望診を説明した抜粋から、「患者さんの顔色や皮膚の状態、姿勢、動作などを見て、症状を把握する。」から「産毛が体を守っているんだなぁ…。」までの部分を、「産毛が体を守っているんだなぁ…。」も含めて一字一句変えずに返してください。

▶ [ページ抜粋]:
□ □ □ □ □ □ □

東洋医学の診察方法は4種類あり、『四診法 ししんほう』という。
1つ目は、望診。
患者さんの顔色や皮膚の状態、姿勢、動作などを見て、症状を把握する。
例えば、皮膚は色だけでなく、産毛の状態もチェックする。
産毛は一定方向を向いている。
調子が悪いところは、産毛がいろんな方向を向いたり、
渦巻き状になっていることがある。
また、その部分だけ産毛が多いこともある。
産毛が体を守っているんだなぁ…。
「あれ? なんか違和感を感じる」
視覚からの情報に限らず、五感からの情報が瞬時に処理できないと、
コトーはこんな感覚に陥る。
「あぁ、今日はすっぴんだから、顔色がくすんで見えるんだ」
「髪型を変えたから雰囲気が変わったんだ」
「あぁ、猫背が強くなったんだ。かなり疲れているのかな…」

□ □ □ □ □ □ □

[自然言語による物体位置特定データ]
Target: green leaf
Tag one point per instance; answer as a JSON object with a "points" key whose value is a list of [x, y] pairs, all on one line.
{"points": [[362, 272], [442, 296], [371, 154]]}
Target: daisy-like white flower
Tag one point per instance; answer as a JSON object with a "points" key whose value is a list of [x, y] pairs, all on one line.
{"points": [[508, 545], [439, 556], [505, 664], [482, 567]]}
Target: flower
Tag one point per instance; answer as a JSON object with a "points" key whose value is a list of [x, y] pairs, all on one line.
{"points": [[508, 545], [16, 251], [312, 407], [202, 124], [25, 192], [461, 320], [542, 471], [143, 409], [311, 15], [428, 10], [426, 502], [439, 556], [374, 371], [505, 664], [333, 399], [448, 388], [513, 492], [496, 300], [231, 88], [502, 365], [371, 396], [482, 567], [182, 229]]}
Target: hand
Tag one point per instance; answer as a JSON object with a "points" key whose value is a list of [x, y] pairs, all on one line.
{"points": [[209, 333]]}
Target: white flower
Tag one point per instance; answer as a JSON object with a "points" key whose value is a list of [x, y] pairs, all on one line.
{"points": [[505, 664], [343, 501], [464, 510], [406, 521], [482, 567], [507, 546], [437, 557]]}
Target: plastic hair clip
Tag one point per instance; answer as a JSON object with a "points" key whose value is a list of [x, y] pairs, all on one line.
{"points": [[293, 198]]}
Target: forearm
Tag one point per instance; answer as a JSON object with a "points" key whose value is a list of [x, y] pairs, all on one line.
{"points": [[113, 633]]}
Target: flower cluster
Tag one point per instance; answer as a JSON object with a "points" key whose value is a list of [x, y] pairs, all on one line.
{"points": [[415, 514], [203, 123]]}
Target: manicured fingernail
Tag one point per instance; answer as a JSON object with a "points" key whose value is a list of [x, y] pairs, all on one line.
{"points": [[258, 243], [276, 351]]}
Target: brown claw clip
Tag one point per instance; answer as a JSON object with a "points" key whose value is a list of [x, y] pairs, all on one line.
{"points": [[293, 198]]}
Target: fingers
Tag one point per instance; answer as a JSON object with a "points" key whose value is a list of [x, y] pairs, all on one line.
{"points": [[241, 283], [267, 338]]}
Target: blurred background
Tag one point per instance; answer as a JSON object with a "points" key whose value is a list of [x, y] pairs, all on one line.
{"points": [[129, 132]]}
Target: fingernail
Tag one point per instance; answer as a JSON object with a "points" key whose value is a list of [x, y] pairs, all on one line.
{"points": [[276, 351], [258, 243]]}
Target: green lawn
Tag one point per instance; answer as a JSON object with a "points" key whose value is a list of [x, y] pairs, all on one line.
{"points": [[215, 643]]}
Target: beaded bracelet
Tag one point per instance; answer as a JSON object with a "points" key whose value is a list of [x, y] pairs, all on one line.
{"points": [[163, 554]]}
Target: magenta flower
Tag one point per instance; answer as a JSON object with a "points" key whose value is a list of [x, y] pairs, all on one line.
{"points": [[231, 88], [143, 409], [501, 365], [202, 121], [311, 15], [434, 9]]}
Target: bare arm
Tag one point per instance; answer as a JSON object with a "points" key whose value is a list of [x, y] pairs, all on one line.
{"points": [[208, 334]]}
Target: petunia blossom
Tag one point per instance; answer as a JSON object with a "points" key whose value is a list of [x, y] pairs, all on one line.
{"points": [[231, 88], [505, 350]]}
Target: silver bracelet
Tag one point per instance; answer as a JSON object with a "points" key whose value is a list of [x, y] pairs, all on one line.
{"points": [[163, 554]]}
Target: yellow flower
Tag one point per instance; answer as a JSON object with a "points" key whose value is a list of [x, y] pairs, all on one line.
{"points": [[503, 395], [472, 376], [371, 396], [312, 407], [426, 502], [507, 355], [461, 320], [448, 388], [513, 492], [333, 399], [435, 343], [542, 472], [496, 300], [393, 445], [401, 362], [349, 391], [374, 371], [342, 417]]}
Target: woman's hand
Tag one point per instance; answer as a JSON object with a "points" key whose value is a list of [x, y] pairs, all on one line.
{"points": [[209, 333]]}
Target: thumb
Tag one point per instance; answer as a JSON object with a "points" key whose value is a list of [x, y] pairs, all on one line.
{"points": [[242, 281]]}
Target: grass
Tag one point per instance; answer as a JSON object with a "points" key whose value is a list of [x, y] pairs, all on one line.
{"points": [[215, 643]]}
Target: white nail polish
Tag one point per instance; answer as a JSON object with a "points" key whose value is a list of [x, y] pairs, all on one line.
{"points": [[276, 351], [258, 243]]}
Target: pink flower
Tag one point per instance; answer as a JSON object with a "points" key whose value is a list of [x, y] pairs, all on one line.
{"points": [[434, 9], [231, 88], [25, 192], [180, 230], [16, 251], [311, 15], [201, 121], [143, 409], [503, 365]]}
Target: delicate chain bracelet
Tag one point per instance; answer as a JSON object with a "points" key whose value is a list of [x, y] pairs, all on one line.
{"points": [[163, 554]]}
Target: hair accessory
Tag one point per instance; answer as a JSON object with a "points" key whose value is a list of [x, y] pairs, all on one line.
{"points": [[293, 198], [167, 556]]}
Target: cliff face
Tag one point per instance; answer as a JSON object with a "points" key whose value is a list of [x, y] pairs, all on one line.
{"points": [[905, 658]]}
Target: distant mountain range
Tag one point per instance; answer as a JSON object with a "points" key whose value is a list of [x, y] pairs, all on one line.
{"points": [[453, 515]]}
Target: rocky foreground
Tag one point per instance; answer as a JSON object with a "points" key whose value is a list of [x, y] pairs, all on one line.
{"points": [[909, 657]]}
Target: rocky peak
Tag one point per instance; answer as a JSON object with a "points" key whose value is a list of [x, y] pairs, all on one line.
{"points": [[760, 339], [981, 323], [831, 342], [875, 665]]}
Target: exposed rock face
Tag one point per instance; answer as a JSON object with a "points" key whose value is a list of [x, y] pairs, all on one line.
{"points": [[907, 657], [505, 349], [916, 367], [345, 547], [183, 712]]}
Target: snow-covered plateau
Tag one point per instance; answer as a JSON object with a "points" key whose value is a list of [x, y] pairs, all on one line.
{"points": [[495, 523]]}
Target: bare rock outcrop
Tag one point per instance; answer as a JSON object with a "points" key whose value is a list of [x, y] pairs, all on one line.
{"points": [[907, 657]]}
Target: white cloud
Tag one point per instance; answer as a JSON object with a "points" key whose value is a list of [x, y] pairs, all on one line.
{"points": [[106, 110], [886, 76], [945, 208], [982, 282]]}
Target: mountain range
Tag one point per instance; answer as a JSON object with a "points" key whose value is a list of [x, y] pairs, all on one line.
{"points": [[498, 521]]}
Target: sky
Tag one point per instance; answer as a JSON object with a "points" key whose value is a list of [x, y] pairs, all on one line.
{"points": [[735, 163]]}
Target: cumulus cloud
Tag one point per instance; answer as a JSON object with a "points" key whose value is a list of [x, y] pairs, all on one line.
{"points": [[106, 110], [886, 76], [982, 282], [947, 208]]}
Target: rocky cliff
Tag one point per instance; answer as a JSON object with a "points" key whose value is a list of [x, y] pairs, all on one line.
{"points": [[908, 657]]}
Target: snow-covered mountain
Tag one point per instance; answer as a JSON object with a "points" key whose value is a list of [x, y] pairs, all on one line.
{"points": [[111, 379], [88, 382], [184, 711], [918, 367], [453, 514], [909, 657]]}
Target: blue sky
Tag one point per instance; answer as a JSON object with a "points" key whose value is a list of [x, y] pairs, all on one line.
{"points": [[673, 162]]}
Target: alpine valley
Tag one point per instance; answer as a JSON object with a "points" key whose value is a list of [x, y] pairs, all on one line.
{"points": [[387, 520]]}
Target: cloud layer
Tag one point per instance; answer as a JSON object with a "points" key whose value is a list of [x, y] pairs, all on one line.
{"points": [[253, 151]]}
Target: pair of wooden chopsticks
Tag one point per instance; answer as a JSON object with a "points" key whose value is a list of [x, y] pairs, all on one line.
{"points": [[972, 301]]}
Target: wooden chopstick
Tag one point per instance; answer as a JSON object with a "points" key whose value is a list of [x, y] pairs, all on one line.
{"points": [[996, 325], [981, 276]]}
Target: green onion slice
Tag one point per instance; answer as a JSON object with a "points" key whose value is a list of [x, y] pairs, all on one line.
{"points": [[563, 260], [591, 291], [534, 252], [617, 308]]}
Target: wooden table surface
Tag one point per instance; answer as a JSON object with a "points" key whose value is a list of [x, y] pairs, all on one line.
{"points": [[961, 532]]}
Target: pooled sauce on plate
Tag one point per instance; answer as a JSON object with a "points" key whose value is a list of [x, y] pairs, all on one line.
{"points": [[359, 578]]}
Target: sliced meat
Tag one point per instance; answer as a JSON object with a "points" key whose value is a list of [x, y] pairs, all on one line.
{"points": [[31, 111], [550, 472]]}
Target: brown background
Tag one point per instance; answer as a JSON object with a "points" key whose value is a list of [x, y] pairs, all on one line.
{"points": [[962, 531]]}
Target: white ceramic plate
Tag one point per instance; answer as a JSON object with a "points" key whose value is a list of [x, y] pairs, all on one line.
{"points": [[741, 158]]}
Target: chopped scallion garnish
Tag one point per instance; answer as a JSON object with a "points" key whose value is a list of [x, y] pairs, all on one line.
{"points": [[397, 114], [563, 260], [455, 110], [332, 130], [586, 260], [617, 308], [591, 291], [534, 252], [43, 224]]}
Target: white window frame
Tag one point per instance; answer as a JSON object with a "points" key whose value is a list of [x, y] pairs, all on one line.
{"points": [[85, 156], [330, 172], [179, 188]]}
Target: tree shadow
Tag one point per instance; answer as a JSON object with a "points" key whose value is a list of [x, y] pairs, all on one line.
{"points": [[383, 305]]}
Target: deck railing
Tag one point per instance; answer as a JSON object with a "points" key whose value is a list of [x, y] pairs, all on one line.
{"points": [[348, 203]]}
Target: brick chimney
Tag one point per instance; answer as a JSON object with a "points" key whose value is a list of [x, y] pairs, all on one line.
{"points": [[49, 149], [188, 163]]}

□ □ □ □ □ □ □

▶ [解答]:
患者さんの顔色や皮膚の状態、姿勢、動作などを見て、症状を把握する。
例えば、皮膚は色だけでなく、産毛の状態もチェックする。
産毛は一定方向を向いている。
調子が悪いところは、産毛がいろんな方向を向いたり、
渦巻き状になっていることがある。
また、その部分だけ産毛が多いこともある。
産毛が体を守っているんだなぁ…。